Re: jhc vs ghc and the surprising result involving ghc generatedassembly.

27 Oct 2005

      On Thu, Oct 27, 2005 at 10:38:20AM +0100, Simon Marlow wrote:
...
gcc started generating this rubbish around version 3.4, if I recall
correctly.  I've tried disabling various optimisations, but can't seem
to convince gcc not to generate the extra jump.  You don't get this from
the native code generator, BTW.
Actually, our NCG beats gcc in most cases on x86_64, I believe.
This doesn't surprise me. gcc seems to completly drop the ball on ghc
generated C.
...
Sounds like a good idea.  In fact, we should do all this as a C-- -> C--
optimisation, as Simon PJ pointed out (and I mentioned on IRC
yesterday).
sounds good to me :) that should help all the back ends.
...
I don't actually understand why this helps, but it's easy enough to do.
I think it is just that many of the optimizations gcc do expect
idiomatic C and are just disabled when presented with 'odd' C. I
believe the use of global registers is also inhibiting  some
optimizations. even with -O3 it doesn't recognize that indirect jump is
uneeded, if they think indirect jumps are rare enough to not optimize
that I wonder what else they don't bother to optimize in their
presence.
...
...
* getting stack dereferences out of your loops.
A bit more tricky, but could still be done as C-- to C--.
Note that GHC's back end is really aimed at producing good code when
there are registers available for passing arguments - this isn't true on
x86 or x86_64 at the moment, though.
Hrm? why are registers not available on x86_64? I thought it had a
plethora. (compared to the i386)
...
...
These should be straightforward to implement in the C code generator.
it also
suggests we might want to try to use the native C calling convention
on leaf
nodes that deal with unboxed values (so we get register passing and
return
values for free) or taking groups of mutually recursive functions and
turning
them all into one function with explicit jumps between them.

**AIM OF THE EXERCISE:**
Answer these about the mailing-list reply:
1. Around which version did gcc start producing the extra jump?
2. On which architecture does the native code generator reportedly beat gcc in most cases?
3. Which two architectures currently lack registers for passing arguments?
Use only what the mailing-list reply says.

**DATA PROVIDED:**

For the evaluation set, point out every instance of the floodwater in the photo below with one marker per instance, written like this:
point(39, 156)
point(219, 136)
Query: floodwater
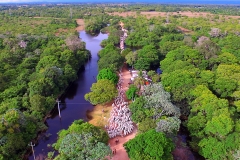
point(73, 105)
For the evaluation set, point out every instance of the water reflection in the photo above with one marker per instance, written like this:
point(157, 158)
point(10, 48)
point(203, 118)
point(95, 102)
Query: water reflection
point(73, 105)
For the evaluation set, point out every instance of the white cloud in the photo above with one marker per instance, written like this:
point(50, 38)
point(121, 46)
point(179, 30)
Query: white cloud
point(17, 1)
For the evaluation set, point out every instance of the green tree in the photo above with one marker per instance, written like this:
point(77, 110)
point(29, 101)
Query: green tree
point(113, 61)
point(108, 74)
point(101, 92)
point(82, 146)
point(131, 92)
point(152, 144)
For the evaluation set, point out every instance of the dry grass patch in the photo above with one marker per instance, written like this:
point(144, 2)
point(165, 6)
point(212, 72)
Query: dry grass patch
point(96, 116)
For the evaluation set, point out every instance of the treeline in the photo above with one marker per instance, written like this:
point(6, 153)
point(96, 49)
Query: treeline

--

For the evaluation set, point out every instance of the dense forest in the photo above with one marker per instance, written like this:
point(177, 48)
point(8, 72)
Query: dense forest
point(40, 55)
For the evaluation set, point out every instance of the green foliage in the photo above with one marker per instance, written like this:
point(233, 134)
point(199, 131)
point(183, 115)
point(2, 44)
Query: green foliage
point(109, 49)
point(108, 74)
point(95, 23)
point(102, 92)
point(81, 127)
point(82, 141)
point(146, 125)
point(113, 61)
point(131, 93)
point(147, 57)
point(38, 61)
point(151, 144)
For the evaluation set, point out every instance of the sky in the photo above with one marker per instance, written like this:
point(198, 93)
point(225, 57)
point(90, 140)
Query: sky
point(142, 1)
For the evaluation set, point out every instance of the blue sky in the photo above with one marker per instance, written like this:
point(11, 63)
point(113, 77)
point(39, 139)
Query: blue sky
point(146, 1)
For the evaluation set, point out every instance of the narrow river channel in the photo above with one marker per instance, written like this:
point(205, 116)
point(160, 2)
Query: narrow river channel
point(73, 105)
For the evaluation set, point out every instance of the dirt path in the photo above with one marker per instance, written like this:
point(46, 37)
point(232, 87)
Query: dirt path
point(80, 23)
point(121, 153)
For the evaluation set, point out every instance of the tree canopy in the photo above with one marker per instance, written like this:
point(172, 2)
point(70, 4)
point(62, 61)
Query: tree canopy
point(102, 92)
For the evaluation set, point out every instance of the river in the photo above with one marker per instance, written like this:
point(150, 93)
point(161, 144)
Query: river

--

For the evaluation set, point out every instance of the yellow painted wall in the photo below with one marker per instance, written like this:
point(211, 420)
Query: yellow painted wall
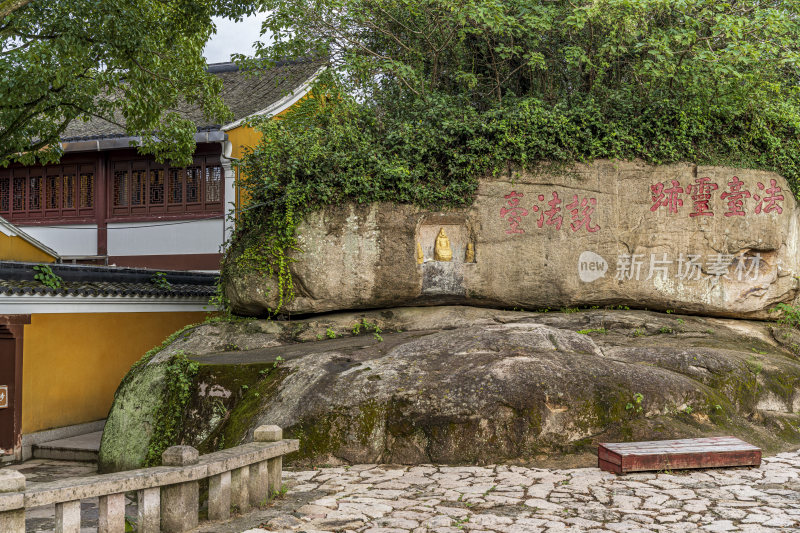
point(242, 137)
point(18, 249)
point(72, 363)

**RESULT OF THE TASK:**
1. Around version 3.4.
2. x86_64.
3. x86 and x86_64.